:: Source passage ::
========

From   Austin Nichols <austinnichols@gmail.com>
To   statalist@hsphsun2.harvard.edu
Subject   Re: st: xt: unit-specific trends
Date   Thu, 19 Apr 2012 09:48:19 -0400

László Sándor <sandorl@gmail.com>:
No need to run regressions, loop, etc.
You can just use a little algebra and by:
http://www.stata.com/statalist/archive/2012-02/msg01108.html
http://www.stata.com/statalist/archive/2008-10/msg00136.html
though it will be faster and more accurate in Mata.

If you decide to move into Mata, see also e.g.
http://www.stata.com/statalist/archive/2009-05/msg00841.html



2012/4/19 László Sándor <sandorl@gmail.com>:
> Quick comments on this:
>
> I forgot to flag that the residual variable need to exist beforehand
> for -genbump- below, this is only replacing values of it.
>
> More importantly: The operation is still far, far from linear in the
> number of individuals (N in the panel — T is fixed). I could again
> finish a 1% subsample in around 10 minutes or so, but my bold attempt
> at 10% overnight still only finished 4 out of the 8 variables to be
> transformed this way in 10 or 11 hours.

========

(Records of point annotations)
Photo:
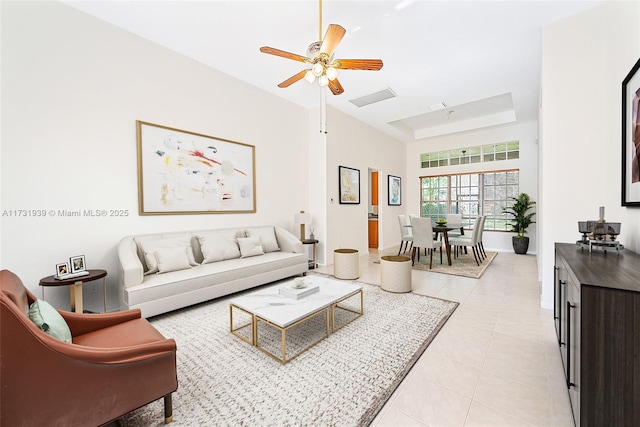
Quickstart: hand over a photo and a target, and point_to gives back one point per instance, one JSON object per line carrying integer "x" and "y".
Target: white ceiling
{"x": 480, "y": 58}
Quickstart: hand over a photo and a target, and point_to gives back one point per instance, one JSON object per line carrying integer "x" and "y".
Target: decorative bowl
{"x": 298, "y": 283}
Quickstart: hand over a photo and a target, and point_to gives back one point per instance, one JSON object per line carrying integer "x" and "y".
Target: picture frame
{"x": 183, "y": 172}
{"x": 631, "y": 138}
{"x": 394, "y": 190}
{"x": 349, "y": 185}
{"x": 77, "y": 263}
{"x": 62, "y": 269}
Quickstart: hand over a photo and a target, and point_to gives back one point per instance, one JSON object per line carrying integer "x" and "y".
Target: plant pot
{"x": 520, "y": 244}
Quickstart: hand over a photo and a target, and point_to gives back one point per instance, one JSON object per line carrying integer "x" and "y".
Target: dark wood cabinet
{"x": 597, "y": 317}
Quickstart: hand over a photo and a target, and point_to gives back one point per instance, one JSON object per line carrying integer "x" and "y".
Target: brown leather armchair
{"x": 116, "y": 363}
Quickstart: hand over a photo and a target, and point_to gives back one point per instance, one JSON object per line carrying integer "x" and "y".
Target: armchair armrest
{"x": 84, "y": 323}
{"x": 131, "y": 272}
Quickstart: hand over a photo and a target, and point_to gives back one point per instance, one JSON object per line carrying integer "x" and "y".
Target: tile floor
{"x": 495, "y": 362}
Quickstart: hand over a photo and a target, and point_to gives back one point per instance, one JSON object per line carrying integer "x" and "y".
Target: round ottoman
{"x": 395, "y": 273}
{"x": 346, "y": 263}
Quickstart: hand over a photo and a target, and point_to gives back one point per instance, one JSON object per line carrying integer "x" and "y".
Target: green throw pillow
{"x": 49, "y": 320}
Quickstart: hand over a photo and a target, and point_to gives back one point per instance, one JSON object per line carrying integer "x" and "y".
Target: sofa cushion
{"x": 250, "y": 246}
{"x": 219, "y": 245}
{"x": 150, "y": 244}
{"x": 267, "y": 236}
{"x": 178, "y": 283}
{"x": 172, "y": 259}
{"x": 49, "y": 320}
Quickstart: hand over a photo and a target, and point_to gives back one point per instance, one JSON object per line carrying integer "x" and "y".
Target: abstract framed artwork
{"x": 394, "y": 190}
{"x": 62, "y": 269}
{"x": 182, "y": 172}
{"x": 631, "y": 138}
{"x": 349, "y": 185}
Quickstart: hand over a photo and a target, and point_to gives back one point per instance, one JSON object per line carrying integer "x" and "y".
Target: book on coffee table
{"x": 290, "y": 292}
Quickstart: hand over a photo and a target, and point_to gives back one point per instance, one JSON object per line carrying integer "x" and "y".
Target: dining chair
{"x": 470, "y": 241}
{"x": 480, "y": 244}
{"x": 406, "y": 235}
{"x": 455, "y": 221}
{"x": 423, "y": 238}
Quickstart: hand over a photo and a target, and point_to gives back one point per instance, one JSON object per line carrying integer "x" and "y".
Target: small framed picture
{"x": 77, "y": 263}
{"x": 394, "y": 190}
{"x": 62, "y": 269}
{"x": 349, "y": 185}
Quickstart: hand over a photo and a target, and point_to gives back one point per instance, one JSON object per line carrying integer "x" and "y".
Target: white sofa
{"x": 166, "y": 271}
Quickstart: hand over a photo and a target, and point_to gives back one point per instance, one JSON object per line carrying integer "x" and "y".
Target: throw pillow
{"x": 49, "y": 320}
{"x": 172, "y": 259}
{"x": 149, "y": 245}
{"x": 268, "y": 237}
{"x": 218, "y": 246}
{"x": 250, "y": 246}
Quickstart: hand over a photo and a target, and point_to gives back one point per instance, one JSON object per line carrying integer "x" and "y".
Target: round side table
{"x": 346, "y": 264}
{"x": 395, "y": 273}
{"x": 75, "y": 287}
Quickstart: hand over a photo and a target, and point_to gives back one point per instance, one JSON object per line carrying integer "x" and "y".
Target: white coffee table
{"x": 268, "y": 306}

========

:: Short problem 1 ::
In the Statalist email, about how long did the 1% subsample take to finish?
:: Short problem 2 ::
Transcribe the Statalist email word for word, everything from "2012/4/19 László Sándor" down to "or 11 hours.".

:: Output 1 ::
Around 10 minutes.

:: Output 2 ::
2012/4/19 László Sándor <sandorl@gmail.com>:
> Quick comments on this:
>
> I forgot to flag that the residual variable need to exist beforehand
> for -genbump- below, this is only replacing values of it.
>
> More importantly: The operation is still far, far from linear in the
> number of individuals (N in the panel — T is fixed). I could again
> finish a 1% subsample in around 10 minutes or so, but my bold attempt
> at 10% overnight still only finished 4 out of the 8 variables to be
> transformed this way in 10 or 11 hours.